TASK GOAL => Images do not belong in the copy; retype the rest of the entries below exactly.

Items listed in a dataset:
——

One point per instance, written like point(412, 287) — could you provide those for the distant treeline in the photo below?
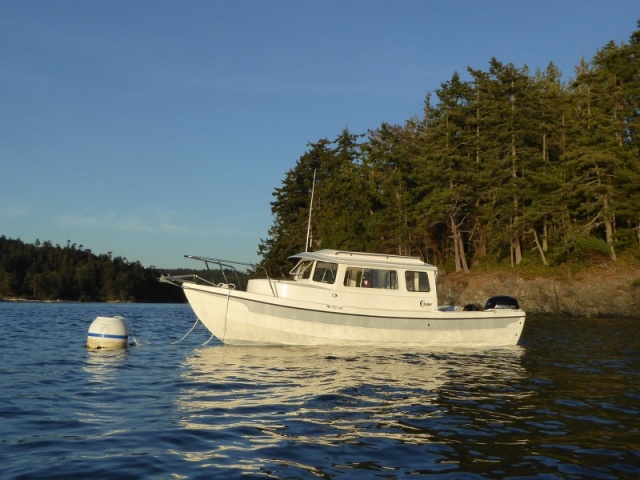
point(505, 167)
point(43, 271)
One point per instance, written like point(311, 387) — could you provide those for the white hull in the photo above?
point(240, 318)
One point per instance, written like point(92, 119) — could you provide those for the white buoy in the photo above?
point(108, 332)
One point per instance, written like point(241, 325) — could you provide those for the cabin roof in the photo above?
point(363, 259)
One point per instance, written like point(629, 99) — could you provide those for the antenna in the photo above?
point(313, 187)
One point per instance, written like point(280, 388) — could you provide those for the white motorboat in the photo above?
point(346, 298)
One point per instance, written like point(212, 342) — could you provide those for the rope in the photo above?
point(187, 334)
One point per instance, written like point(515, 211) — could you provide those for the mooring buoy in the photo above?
point(108, 332)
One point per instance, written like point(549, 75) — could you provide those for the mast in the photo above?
point(309, 238)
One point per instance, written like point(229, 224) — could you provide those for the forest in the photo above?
point(43, 271)
point(505, 168)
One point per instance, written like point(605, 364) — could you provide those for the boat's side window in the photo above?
point(325, 272)
point(417, 281)
point(371, 278)
point(302, 270)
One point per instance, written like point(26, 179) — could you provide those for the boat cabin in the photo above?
point(349, 278)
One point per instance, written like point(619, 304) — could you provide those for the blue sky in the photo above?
point(154, 129)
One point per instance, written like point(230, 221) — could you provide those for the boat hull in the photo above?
point(241, 318)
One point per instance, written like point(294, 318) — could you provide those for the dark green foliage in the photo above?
point(505, 166)
point(42, 271)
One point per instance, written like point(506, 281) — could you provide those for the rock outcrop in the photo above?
point(596, 294)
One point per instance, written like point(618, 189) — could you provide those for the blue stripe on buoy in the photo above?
point(106, 335)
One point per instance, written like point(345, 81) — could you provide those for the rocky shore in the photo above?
point(607, 293)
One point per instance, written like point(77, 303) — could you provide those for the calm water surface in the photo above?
point(563, 404)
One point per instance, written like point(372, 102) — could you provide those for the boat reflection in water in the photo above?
point(274, 407)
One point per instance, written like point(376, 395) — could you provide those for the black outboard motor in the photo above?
point(501, 302)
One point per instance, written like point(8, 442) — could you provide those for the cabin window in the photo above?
point(302, 270)
point(325, 272)
point(417, 281)
point(371, 278)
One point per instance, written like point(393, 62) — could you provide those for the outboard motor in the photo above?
point(501, 302)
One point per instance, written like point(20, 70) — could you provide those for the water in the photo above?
point(563, 404)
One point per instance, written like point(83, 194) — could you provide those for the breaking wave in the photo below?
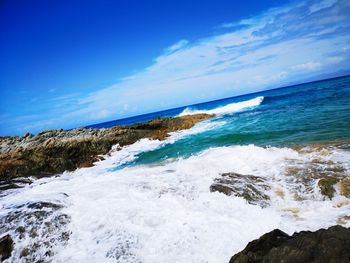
point(227, 109)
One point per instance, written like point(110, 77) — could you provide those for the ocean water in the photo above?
point(151, 201)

——

RESPONSE TO THIS EXERCISE =>
One point per instance, written like point(412, 287) — could you provide those for the distant treeline in the photo below?
point(505, 167)
point(43, 271)
One point per instance, written like point(311, 387) — could you provide those for the white hull in the photo above?
point(240, 318)
One point per instance, written like point(92, 119) — could you provide those for the white buoy in the photo above?
point(108, 332)
One point per instance, written like point(241, 325) — could you provide those for the cabin roof in the photo above?
point(363, 259)
One point per instance, written like point(629, 99) — could you provide those for the antenna in the photo above?
point(313, 187)
One point per instance, written like point(280, 388) — could you provide those for the white motorboat in the photo above?
point(346, 298)
One point per instance, written like point(212, 342) — could you provide those for the rope in the photo above?
point(187, 334)
One point per instance, written like point(515, 211) — could you provide those for the mooring buoy in the photo above?
point(108, 332)
One point per instance, written like point(549, 75) — could you provide those for the mast in the photo above?
point(309, 238)
One point per instance, written like point(229, 224) — could you provide those for the forest in the photo above?
point(43, 271)
point(505, 168)
One point per instance, written like point(605, 364) — could you provide those for the boat's side window in the photo above?
point(325, 272)
point(417, 281)
point(371, 278)
point(302, 270)
One point per instance, written like point(26, 179) — could you provide those for the boat cabin in the photo above?
point(349, 278)
One point per instance, written like point(619, 304) — could you provide those for the blue sky in the photo above?
point(154, 129)
One point per instance, written like point(230, 221) — could you provide those for the boat hull in the photo above?
point(241, 318)
One point per instance, written like point(294, 318) — could you provide those for the dark green foliage in the photo above?
point(505, 166)
point(42, 271)
One point per instance, written like point(506, 281) — could you provide those for the rock outcrop in the photo above?
point(596, 294)
One point per instance, written like point(618, 189) — could you provide those for the blue stripe on buoy in the photo above?
point(106, 335)
One point per instance, written like point(345, 81) — could you provide those for the rocky shore in the photo above?
point(607, 293)
One point per instance, written like point(77, 303) — could you provide those for the calm water surface in the photo above?
point(563, 404)
One point per instance, written like point(372, 102) — could you provide those for the boat reflection in water in the photo above?
point(274, 407)
One point per instance, written like point(376, 395) — could you provide those for the black outboard motor in the photo above?
point(501, 302)
One point per instance, written like point(8, 442) — could you provide those for the cabin window in the photo above?
point(302, 270)
point(325, 272)
point(417, 281)
point(371, 278)
One point per instance, written like point(393, 62) — could you provide those for the outboard motor in the photo above?
point(501, 302)
One point per instance, written like point(20, 70) — could you provide those for the water in the photo above?
point(563, 404)
One point per instance, written like point(83, 194) — could you provide those for the breaking wave in the photo below?
point(227, 109)
One point per instance, written like point(110, 77) — could you provide those for the ocean water in the photo above?
point(151, 201)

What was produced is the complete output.